Problem: Look through the data below and show every line that includes "striped".

Given entries:

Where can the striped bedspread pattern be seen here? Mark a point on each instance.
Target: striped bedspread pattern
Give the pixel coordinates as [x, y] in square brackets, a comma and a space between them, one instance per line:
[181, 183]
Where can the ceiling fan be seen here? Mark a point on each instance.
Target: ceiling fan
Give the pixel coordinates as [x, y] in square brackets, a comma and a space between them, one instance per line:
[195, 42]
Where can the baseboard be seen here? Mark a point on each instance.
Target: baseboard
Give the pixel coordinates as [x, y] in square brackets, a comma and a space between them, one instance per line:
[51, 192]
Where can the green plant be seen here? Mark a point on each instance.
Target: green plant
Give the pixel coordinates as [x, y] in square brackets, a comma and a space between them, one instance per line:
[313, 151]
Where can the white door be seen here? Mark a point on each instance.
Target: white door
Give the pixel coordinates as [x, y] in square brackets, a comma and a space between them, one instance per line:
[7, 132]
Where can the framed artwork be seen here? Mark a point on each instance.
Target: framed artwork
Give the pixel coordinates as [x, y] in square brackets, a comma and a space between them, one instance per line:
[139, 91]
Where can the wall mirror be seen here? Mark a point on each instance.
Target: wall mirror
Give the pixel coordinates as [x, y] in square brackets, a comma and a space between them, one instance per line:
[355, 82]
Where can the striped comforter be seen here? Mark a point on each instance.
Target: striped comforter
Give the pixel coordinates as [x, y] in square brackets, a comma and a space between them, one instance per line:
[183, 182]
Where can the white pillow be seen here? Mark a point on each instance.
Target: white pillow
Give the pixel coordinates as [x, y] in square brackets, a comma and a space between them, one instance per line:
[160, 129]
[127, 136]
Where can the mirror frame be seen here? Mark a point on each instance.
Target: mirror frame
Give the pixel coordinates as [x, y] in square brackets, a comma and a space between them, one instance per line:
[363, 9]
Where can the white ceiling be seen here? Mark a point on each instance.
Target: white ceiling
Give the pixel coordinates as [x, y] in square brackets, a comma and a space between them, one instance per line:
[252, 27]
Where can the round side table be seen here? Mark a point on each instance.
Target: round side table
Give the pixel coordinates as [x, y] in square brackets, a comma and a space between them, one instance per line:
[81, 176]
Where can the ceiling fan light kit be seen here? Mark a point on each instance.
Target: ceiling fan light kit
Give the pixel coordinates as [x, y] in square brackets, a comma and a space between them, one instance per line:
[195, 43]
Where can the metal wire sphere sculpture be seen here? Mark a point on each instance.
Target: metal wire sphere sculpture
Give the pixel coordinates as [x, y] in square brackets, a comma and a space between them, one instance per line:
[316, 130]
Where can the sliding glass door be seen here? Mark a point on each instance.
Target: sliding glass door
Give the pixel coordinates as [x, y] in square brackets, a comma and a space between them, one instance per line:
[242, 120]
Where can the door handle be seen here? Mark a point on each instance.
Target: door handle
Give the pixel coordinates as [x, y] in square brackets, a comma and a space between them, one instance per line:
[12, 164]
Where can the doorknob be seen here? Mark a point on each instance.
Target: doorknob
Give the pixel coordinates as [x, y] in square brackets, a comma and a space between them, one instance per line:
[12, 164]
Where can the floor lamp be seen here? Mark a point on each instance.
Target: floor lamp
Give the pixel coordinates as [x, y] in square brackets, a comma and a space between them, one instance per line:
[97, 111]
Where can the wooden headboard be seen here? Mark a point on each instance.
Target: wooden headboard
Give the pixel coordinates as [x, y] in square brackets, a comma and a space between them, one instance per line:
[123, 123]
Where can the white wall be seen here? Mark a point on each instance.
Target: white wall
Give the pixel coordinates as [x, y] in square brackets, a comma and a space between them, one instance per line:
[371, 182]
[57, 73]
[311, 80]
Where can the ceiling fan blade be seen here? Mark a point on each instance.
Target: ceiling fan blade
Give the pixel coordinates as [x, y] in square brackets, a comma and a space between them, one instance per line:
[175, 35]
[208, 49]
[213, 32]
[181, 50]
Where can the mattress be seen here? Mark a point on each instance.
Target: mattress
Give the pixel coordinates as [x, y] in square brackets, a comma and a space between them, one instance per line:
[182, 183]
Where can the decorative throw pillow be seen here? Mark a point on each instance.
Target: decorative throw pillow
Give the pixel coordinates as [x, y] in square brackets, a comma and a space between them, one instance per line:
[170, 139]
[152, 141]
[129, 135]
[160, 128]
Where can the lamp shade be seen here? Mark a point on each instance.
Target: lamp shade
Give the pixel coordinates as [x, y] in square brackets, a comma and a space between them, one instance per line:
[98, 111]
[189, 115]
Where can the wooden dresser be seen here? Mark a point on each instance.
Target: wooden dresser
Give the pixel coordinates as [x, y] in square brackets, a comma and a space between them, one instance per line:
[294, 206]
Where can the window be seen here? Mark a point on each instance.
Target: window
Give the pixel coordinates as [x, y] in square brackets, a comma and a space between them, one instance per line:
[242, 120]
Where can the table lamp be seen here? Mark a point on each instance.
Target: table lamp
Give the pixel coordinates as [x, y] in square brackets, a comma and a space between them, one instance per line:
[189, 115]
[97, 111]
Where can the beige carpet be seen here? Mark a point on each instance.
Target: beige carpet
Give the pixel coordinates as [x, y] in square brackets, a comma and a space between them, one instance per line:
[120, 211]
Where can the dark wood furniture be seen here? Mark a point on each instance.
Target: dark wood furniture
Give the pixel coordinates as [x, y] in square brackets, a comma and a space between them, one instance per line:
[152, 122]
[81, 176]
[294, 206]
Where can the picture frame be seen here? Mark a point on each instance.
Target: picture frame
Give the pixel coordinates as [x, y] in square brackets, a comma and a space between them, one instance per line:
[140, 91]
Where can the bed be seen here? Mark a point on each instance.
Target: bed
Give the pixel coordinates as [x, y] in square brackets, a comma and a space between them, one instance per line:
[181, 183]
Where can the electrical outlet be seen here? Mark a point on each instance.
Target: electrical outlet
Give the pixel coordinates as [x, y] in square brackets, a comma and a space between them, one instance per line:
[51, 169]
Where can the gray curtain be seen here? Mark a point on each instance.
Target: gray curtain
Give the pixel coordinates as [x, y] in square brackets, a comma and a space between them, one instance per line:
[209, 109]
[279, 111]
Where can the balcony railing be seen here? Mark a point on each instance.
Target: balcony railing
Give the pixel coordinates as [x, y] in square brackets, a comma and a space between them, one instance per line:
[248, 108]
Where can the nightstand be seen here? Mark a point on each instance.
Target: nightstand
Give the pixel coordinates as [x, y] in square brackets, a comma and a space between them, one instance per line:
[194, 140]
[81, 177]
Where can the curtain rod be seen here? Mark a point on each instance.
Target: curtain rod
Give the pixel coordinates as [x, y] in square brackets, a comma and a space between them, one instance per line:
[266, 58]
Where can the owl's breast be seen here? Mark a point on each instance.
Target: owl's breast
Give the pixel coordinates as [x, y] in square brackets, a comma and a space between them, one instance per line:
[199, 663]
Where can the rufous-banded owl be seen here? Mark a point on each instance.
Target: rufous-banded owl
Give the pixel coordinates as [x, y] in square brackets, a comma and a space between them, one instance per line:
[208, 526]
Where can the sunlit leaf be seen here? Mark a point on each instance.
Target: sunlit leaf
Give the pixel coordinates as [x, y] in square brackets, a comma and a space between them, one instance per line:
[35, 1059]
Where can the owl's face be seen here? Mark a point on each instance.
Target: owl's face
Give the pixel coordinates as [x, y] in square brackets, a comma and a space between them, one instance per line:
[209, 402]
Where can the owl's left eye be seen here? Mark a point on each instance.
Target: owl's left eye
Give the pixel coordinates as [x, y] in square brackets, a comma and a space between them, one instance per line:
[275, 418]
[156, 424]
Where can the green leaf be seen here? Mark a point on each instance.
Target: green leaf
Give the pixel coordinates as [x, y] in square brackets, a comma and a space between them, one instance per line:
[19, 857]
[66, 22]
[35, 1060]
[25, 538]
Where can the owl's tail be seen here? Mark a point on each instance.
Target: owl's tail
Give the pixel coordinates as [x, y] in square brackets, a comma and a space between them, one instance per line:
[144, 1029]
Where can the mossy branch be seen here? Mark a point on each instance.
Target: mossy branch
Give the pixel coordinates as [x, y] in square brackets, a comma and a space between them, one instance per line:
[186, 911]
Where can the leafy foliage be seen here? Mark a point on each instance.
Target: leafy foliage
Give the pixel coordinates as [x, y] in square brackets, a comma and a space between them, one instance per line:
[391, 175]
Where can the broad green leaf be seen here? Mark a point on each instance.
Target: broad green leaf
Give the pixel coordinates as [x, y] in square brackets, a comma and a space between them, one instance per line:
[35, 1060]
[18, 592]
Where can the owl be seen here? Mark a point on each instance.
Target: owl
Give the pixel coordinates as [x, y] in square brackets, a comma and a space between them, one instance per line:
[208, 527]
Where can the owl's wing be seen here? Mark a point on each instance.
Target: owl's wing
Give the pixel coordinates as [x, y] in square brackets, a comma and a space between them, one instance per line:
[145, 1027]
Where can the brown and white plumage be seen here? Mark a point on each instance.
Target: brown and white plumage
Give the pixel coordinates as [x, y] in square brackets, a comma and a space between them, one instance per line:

Task output:
Where can the striped bedspread pattern be seen here? Mark a point on each instance.
Target: striped bedspread pattern
Where can the striped comforter be seen here? Mark a point on each instance.
Target: striped comforter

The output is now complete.